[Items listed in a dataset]
** start **
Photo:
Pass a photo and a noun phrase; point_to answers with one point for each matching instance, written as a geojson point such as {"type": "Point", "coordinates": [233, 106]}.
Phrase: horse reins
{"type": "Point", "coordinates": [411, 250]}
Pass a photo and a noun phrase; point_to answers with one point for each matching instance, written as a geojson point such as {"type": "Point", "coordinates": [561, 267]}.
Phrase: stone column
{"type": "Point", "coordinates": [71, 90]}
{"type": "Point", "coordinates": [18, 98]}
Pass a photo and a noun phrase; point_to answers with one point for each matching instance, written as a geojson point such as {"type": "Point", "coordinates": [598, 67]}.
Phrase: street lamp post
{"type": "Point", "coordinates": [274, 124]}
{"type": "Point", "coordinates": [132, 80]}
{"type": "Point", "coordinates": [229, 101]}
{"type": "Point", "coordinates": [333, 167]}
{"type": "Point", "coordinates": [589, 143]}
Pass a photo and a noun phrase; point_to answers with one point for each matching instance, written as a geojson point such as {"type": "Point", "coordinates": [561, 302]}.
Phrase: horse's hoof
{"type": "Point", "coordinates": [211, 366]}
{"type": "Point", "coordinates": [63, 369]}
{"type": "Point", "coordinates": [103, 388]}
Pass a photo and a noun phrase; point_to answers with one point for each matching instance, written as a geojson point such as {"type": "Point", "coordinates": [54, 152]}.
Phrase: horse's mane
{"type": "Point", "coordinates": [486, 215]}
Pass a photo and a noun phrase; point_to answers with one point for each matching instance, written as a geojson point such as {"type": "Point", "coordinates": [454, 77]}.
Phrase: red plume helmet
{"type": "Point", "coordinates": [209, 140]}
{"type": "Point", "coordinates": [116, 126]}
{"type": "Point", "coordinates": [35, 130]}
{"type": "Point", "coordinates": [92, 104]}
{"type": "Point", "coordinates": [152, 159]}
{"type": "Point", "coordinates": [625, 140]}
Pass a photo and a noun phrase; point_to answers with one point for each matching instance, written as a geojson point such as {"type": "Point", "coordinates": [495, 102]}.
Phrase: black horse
** end **
▸ **Task to carry out**: Show each line of the rows above that contains the word "horse", copied in full.

▸ **Solution to this task**:
Phrase: horse reins
Phrase: horse's hoof
Phrase: horse's mane
Phrase: black horse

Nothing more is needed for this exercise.